== WHAT IS REQUIRED ==
Below are records; reproduce exactly the lines from the one containing "Query: door handle" through the end, both included, and only those.

Saved data entries:

━━━━━━

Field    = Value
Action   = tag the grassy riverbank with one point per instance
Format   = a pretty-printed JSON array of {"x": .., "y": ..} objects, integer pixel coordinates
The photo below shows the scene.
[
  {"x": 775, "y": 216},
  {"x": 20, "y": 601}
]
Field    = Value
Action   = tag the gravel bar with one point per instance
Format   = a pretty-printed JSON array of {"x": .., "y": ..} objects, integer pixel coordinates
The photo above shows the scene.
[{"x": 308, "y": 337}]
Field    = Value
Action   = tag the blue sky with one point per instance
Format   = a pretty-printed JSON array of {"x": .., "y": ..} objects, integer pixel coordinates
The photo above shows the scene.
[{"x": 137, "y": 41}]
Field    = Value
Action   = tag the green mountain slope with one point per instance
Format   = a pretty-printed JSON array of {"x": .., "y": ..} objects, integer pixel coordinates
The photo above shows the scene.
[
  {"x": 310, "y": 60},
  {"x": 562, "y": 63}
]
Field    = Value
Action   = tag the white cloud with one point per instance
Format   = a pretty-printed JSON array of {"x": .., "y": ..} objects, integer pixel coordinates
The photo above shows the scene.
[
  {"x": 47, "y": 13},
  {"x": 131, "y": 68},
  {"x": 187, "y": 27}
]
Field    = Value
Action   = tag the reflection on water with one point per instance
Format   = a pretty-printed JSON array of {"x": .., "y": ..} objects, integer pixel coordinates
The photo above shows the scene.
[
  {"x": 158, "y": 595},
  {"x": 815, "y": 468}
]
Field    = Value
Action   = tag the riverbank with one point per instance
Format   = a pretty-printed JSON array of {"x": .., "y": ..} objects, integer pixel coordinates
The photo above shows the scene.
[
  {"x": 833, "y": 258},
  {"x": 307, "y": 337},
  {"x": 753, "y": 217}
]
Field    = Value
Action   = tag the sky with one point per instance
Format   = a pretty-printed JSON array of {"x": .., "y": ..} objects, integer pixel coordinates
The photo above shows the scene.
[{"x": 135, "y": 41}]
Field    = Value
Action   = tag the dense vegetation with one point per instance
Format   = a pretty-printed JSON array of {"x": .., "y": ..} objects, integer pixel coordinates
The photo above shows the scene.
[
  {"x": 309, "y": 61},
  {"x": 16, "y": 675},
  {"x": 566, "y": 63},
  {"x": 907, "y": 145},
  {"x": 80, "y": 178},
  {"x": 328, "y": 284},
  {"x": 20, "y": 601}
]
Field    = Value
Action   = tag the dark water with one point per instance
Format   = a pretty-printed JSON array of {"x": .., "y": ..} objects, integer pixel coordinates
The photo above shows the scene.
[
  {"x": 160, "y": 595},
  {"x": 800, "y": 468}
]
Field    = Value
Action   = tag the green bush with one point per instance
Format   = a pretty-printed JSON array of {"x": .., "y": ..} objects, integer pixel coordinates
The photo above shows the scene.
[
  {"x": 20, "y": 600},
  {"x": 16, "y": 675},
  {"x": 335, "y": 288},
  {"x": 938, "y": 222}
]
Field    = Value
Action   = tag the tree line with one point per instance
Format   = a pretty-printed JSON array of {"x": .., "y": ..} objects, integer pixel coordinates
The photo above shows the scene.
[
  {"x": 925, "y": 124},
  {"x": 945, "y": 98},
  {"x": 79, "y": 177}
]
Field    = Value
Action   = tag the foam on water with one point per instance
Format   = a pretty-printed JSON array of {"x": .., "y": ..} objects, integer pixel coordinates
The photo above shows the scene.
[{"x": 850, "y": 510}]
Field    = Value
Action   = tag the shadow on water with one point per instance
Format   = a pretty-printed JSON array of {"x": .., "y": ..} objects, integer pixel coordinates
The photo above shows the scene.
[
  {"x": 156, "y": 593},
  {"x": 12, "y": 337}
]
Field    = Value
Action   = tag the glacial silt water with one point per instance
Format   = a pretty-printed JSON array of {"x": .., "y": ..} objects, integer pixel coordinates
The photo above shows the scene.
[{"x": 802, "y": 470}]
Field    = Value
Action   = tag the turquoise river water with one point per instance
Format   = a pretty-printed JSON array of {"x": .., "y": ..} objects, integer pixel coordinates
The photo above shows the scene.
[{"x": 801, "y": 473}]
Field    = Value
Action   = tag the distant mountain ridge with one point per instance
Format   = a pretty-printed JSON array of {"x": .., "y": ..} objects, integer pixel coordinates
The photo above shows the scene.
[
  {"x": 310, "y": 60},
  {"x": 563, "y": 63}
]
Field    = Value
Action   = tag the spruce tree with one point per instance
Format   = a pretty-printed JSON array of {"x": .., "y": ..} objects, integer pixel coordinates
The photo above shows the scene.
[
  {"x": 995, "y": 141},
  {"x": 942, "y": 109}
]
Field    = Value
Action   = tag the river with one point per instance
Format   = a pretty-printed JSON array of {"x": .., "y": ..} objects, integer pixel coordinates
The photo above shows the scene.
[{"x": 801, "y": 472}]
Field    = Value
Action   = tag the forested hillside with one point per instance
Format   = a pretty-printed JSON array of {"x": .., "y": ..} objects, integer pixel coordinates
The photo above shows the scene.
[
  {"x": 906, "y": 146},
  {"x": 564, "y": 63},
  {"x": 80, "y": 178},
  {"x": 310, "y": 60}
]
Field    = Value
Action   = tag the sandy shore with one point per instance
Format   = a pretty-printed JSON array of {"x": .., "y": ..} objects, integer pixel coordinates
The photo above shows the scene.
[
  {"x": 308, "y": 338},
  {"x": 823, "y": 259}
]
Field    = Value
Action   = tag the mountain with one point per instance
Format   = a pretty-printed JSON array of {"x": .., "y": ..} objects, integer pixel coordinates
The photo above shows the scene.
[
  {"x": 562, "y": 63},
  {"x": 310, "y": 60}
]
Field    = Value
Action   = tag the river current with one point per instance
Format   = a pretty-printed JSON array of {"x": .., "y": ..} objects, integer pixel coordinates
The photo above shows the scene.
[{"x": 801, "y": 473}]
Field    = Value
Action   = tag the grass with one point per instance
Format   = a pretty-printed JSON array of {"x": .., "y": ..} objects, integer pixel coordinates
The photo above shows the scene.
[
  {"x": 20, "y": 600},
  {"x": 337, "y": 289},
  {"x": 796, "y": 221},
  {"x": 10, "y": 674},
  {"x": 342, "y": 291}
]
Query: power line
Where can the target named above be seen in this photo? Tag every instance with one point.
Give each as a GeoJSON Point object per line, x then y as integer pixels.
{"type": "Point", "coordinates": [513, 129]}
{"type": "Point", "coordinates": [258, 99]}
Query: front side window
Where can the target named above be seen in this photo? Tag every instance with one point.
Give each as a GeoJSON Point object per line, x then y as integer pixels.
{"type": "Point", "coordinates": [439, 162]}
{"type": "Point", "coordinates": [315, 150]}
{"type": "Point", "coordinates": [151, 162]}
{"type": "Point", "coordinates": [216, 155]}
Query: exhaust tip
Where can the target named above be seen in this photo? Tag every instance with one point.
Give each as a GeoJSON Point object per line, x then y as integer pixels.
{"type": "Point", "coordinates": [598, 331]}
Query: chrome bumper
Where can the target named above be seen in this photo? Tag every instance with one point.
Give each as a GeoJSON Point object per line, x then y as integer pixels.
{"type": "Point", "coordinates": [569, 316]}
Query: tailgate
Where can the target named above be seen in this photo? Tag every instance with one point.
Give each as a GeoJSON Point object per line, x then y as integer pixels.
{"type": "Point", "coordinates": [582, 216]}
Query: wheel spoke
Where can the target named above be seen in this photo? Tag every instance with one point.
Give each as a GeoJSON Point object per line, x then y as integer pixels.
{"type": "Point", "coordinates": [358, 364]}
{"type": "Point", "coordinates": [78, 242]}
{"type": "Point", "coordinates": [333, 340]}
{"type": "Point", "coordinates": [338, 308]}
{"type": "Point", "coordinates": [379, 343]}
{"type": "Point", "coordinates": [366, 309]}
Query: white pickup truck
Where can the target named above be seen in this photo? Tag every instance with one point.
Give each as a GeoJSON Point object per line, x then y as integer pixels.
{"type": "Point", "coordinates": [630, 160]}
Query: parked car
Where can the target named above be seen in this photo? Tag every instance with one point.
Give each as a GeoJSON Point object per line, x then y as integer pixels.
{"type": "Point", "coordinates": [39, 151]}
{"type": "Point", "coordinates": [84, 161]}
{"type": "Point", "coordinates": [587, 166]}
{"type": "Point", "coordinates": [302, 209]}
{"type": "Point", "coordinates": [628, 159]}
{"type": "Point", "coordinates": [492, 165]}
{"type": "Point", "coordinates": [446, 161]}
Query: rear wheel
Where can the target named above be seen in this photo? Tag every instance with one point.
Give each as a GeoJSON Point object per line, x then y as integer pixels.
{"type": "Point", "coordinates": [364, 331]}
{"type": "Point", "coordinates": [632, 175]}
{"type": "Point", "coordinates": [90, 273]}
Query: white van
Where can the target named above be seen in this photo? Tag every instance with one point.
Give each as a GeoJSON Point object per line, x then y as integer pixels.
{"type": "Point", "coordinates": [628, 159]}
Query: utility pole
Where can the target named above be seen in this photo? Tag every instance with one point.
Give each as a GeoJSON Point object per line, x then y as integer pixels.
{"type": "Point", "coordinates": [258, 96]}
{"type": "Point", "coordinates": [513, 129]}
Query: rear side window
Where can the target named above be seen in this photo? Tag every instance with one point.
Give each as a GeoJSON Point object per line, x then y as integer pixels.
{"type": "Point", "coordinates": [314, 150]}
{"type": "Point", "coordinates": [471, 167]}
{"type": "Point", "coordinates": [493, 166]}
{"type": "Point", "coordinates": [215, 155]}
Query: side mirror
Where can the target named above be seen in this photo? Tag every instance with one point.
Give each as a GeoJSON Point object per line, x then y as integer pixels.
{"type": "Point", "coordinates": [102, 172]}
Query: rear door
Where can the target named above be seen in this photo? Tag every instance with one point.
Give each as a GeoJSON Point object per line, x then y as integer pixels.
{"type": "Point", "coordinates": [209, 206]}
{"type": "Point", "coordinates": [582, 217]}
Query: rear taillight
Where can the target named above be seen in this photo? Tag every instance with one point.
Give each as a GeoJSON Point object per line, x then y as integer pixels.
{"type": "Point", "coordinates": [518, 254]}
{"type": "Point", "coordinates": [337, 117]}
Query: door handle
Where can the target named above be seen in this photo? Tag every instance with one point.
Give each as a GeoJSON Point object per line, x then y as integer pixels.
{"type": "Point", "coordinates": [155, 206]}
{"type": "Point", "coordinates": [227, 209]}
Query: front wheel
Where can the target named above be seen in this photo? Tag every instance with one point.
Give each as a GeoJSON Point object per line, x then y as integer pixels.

━━━━━━

== SOLUTION ==
Query: door handle
Where can the target named above be seen in this photo? Tag every instance with one point.
Give each as a GeoJSON Point object per line, x then y as integer pixels.
{"type": "Point", "coordinates": [155, 206]}
{"type": "Point", "coordinates": [227, 209]}
Query: front wheel
Where can the target named above be seen in this photo? Tag every instance with one point.
Give each as a GeoJSON Point object per line, x then y as integer pixels.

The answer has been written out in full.